═════ Data shown

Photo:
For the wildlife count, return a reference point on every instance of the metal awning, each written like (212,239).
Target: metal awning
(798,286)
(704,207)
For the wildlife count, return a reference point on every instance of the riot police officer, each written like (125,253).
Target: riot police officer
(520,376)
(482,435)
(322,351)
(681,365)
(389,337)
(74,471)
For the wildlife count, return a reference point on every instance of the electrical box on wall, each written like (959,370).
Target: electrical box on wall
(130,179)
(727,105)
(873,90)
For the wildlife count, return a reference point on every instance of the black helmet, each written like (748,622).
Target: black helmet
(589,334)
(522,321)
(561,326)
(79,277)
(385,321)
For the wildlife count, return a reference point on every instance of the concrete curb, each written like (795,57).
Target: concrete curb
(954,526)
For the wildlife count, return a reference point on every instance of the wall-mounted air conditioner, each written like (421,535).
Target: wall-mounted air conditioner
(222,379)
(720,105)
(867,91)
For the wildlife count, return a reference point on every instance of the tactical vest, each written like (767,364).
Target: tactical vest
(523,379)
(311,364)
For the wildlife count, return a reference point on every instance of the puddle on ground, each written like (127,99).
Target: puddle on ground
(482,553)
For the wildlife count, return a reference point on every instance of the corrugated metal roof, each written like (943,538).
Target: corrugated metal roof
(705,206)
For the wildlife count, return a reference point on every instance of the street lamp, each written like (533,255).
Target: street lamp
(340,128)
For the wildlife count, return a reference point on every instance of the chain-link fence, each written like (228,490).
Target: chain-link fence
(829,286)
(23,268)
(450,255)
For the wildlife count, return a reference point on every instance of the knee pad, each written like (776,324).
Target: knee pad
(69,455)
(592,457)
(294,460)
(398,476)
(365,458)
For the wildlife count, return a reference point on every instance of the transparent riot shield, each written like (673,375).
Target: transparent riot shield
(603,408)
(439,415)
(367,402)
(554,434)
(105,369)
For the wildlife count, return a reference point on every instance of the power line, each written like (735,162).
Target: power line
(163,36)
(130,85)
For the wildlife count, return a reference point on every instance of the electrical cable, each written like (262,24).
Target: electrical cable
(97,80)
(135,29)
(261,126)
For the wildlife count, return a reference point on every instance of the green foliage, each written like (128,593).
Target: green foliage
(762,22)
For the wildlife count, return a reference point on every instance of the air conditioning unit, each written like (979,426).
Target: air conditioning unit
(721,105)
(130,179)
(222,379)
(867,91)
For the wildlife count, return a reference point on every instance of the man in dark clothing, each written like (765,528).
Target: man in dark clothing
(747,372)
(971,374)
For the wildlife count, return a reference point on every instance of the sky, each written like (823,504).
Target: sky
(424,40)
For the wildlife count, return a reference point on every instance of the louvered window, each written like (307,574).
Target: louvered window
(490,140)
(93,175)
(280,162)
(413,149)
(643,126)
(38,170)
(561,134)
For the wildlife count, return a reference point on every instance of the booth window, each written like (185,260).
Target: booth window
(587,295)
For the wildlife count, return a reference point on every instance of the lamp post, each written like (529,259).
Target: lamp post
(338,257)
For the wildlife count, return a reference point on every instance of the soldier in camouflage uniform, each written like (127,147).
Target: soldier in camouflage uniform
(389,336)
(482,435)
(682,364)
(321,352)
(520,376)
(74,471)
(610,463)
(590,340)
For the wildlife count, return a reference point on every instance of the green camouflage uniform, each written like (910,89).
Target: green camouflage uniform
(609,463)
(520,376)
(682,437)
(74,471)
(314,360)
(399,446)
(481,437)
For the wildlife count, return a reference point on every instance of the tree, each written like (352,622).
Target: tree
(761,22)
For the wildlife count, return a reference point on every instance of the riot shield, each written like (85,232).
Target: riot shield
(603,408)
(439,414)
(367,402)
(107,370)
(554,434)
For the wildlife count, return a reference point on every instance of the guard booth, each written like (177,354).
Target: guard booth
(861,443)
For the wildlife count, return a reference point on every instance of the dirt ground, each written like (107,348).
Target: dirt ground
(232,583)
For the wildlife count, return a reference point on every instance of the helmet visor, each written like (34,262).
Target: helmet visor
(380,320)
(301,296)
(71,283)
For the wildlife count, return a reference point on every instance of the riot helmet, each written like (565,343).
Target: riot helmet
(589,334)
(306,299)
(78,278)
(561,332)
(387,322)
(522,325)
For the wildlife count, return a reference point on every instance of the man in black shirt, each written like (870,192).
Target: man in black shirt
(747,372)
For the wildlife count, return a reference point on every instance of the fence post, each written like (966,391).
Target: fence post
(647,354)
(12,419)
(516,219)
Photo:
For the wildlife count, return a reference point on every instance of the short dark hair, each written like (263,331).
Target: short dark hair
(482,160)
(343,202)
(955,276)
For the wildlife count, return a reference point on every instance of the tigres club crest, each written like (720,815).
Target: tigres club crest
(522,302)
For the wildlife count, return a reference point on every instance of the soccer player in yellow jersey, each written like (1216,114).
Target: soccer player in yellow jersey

══════════

**What to work on**
Print the listing above in full, exactly as it is.

**Exercise solution**
Photo:
For the wildlife count, return a reference point on every instance of the metal awning, each written like (212,239).
Target: metal awning
(798,286)
(704,207)
For the wildlife count, return a reference point on every instance of the riot police officer, each written like (125,253).
Target: riot police officer
(520,376)
(482,435)
(322,351)
(681,365)
(389,337)
(74,471)
For the wildlife count, return a reference point on every instance of the electrical box on wall, each written like (959,370).
Target: electrical box on wall
(130,179)
(727,105)
(873,90)
For the wildlife count, return a reference point on every instance of the black helmet, each written like (748,622).
Target: black helmet
(589,334)
(522,321)
(561,326)
(79,277)
(385,321)
For the wildlife count, return a reference point on every instance of the concrete curb, each written like (795,57).
Target: concrete curb
(954,526)
For the wildlife count, return a reference point on every instance of the wall-mounted air conditioner, each written like (421,535).
Target: wall-mounted air conditioner
(222,379)
(720,105)
(867,91)
For the wildlife count, return a reference point on every instance of the tactical vest, each written like (767,364).
Target: tactical vest
(523,379)
(311,364)
For the wildlife count, return a reference point on every instance of the puddle on ground, each written like (127,99).
Target: puddle on ground
(482,553)
For the wildlife count, return a reference point on every instance of the corrugated metal roof, each written like (943,538).
Target: corrugated metal roof
(705,206)
For the wildlife count, return a reference point on every instance of the street lamp, each written like (533,255).
Target: street lamp
(340,128)
For the wildlife count, return a reference point on every instance of the chain-link fence, each written like (228,490).
Target: chain-link fence
(829,286)
(23,268)
(450,255)
For the wildlife count, return a reference point on every instance of the knee pad, each written like (776,324).
Target: knee pad
(69,455)
(592,457)
(294,460)
(398,476)
(365,458)
For the wildlife count, return a reference point on every instance of the transparent riot shield, each written like (673,375).
Target: transparent riot shield
(603,408)
(439,415)
(367,402)
(554,434)
(105,369)
For the wildlife count, return a reference point on every instance of the power line, each written like (735,162).
Target: power line
(163,36)
(130,85)
For the wildlife count, return a reference point on every instance of the electrical cable, each written like (262,24).
Target: electrical cable
(97,80)
(135,29)
(261,126)
For the wildlife count, return a reference point on every instance of the green foliage, each written like (128,593).
Target: green foliage
(762,22)
For the wildlife count, return a reference point on every instance of the air conditioning unit, each written like (979,426).
Target: air conditioning unit
(721,105)
(130,179)
(222,379)
(867,91)
For the wildlife count, return a reference point on every instance of the man in dark clothing, each written like (765,528).
Target: man in dark clothing
(747,372)
(971,374)
For the wildlife count, return a reference point on every instance of the sky, each written like (823,504).
Target: sky
(424,40)
For the wildlife count, return a reference point on every instance of the louvered window, each written like (307,574).
Target: louvered window
(490,140)
(93,175)
(280,162)
(413,149)
(643,126)
(38,170)
(561,134)
For the wildlife count, return a reference point on every instance of the booth window, each written like (185,260).
Target: booth window
(587,295)
For the wildlife count, return a reference point on every instance of the lamp post, each written like (529,259).
Target: lamp post
(338,257)
For the wildlife count, return a reference point on every instance of the soldier in camouflage uniform, each written like (127,147).
Target: soldier in camouflage uniform
(389,336)
(482,435)
(682,364)
(321,352)
(520,376)
(74,471)
(610,463)
(590,340)
For the wildlife count, return a reference point on every instance of the green camouflage uniform, each written like (910,89).
Target: green camouflage uniform
(609,463)
(520,376)
(682,437)
(74,471)
(314,360)
(399,446)
(481,437)
For the wildlife count, return a reference point on every instance of the tree, each written like (352,622).
Target: tree
(761,22)
For the wildlife count, return a reference point on every instance of the riot shield, each written like (85,232).
Target: riot shield
(603,408)
(439,414)
(367,402)
(107,370)
(554,434)
For the wildlife count, return a reference point on every instance of the guard booth, each written like (177,354).
Target: guard booth
(861,443)
For the wildlife count, return a reference point on every instance of the dirt ground, each written like (107,348).
Target: dirt ground
(232,583)
For the wildlife count, return a reference point on every instance of the helmet visor, each written like (34,262).
Target: helmet visor
(380,320)
(301,296)
(71,283)
For the wildlife count, return a reference point on every instance of the riot helmet, each written like (565,343).
Target: riot helmet
(589,334)
(306,299)
(78,278)
(561,332)
(387,322)
(522,325)
For the wildlife count, return a reference point on every instance of the man in black shirt, each written like (870,192).
Target: man in black shirt
(747,372)
For the wildlife count, return a reference point on every instance of the fence post, each written like (966,391).
Target: fence post
(647,354)
(12,419)
(516,219)
Photo:
For the wildlife count, return a reference point on every instance of the short dark hair, each written like (263,331).
Target: short dark hair
(482,160)
(343,202)
(955,276)
For the wildlife count, return a reference point on every instance of the tigres club crest, each written like (720,815).
Target: tigres club crest
(522,302)
For the wildlife count, return a reference point on every instance of the soccer player in yellow jersey, each written like (1216,114).
Target: soccer player in yellow jersey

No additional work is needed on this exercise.